Condensez sous forme de liste le paragraphe du texte fourni qui commence par « En ce genre-là, M. Jalabert », en préservant ses faits principaux.

◆ Texte fourni ◆
════════════════

En ce genre-là, M. Jalabert est depuis longtemps considéré comme un maître. Nul ne possède plus que lui, parmi les peintres qui en font métier, l’art d’embellir à ses propres yeux une jolie femme, et de graduer la couleur de ses toiles au demi-jour des boudoirs. Ses tons sont agréables sans être brillans, son dessin facile sans paraître lâché. Il a une certaine sensiblerie courante, sans trop d’exagération ni de mignardise, dont la mesure convient à merveille à cet élégant public féminin où il aime à choisir ses modèles. Sous ce titre, le Réveil, il expose cette année une vignette assez banale, figurant une jeune femme en costume italien qui tire un enfant de son berceau. Son œuvre la plus sérieuse est le portrait de la maréchale Canrobert. On pourrait dire de ce tableau que c’est une romance en bleu et en gris-perle, destinée à être chantée dans un salon, mais un peu effacée sur ce grand théâtre d’une exposition publique. La jeune femme est en buste, de profil, la tête tournée presque de face, avec des aigrettes de plumes bleues dans la chevelure, un corsage orné de rubans bleus, et un manteau blanc négligemment jeté sur ses épaules. Son cou mince et légèrement penché, ses épaules un peu tombantes, soutiennent avec une certaine indolence son long et élégant visage, dont les formes un peu trop anguleuses sont peut-être trop amollies. L’ensemble est fort gracieux. Cette fois pourtant le modèle n’est pas flatté ; malgré sa bonne volonté bien connue, l’artiste n’a pu l’embellir.

════════════════

◆ Données enregistrées ◆
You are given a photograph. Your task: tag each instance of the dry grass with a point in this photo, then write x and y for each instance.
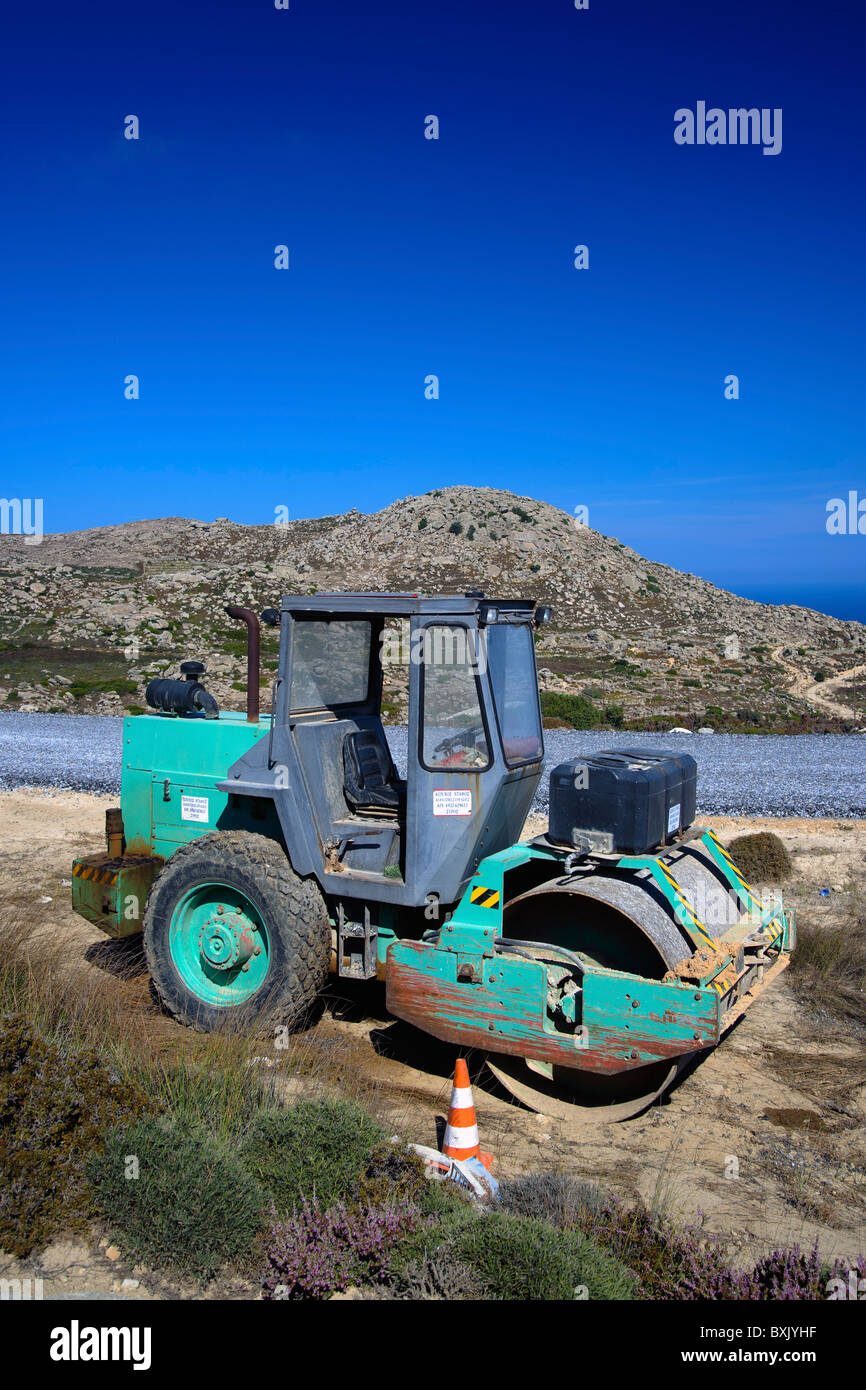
(100, 998)
(829, 968)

════════════════

◆ Réponse attendue ◆
- M. Jalabert est depuis longtemps considéré comme un maître dans ce genre.
- Il excelle à embellir une jolie femme et à graduer la couleur de ses toiles pour le demi-jour des boudoirs.
- Ses tons sont agréables sans éclat et son dessin facile sans relâchement. Sa sensiblerie mesurée convient au public féminin élégant parmi lequel il choisit ses modèles.
- Cette année, il expose « le Réveil », une vignette assez banale : une jeune femme en costume italien tire un enfant de son berceau.
- Son œuvre la plus sérieuse est le portrait de la maréchale Canrobert. C'est une « romance en bleu et en gris-perle » faite pour un salon, un peu effacée dans une exposition publique.
- Le modèle est représenté en buste et de profil, la tête tournée presque de face. Elle porte des aigrettes de plumes bleues, un corsage orné de rubans bleus et un manteau blanc jeté sur les épaules.
- Son cou est mince et penché, ses épaules sont tombantes. Son visage long et élégant a des formes anguleuses peut-être trop amollies.
- L'ensemble est fort gracieux, mais le modèle n'est pas flatté : l'artiste n'a pu l'embellir.